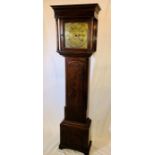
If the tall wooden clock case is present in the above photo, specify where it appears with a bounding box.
[51,4,101,155]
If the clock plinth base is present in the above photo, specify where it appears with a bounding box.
[59,141,91,155]
[59,118,92,155]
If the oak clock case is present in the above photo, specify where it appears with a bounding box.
[51,4,101,155]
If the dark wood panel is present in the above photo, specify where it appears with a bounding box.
[51,4,100,19]
[60,119,91,155]
[65,57,89,122]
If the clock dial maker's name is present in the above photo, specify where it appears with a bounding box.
[65,22,88,49]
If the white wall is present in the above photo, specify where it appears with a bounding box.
[43,0,111,153]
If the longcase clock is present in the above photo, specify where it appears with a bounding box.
[51,4,101,155]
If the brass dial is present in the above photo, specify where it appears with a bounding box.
[65,22,88,49]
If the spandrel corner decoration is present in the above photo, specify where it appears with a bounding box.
[51,4,101,155]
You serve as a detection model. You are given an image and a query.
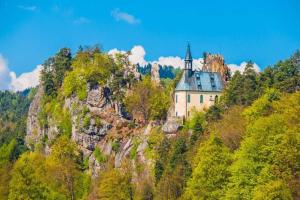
══════
| Task brief |
Every line above is to be repeated exactly, but no picture is to appear in the copy.

| Problem solution |
If the tall wooden clock case is present in the above photo, specify where it appears with a bounding box.
[51,4,101,155]
If the clock plinth base is present in the above photo, specify where it appears with a bounding box.
[59,141,91,155]
[59,118,92,155]
If the oak clock case is present in the above photo, specify where it appears with a bounding box.
[51,4,101,155]
If the dark wood panel is present in the above photo, specify where it appears with a bounding box.
[51,4,100,19]
[60,119,91,155]
[65,57,89,122]
If the clock dial maker's name is present in the above photo, specify where it appears with a bounding box.
[65,22,88,49]
If the white wall is present in the above photo, specify where it appears with a bounding box.
[43,0,111,153]
If the longcase clock is present in the above photo, specify where it appears with a bounding box.
[51,4,101,155]
If the brass dial is present in the above photo, specify where it appears with a bounding box.
[65,22,88,49]
If the spandrel corner decoration is present in the above photo, specify where it appears with a bounding box.
[51,4,101,155]
You serve as a detection model. You are given an image and a query.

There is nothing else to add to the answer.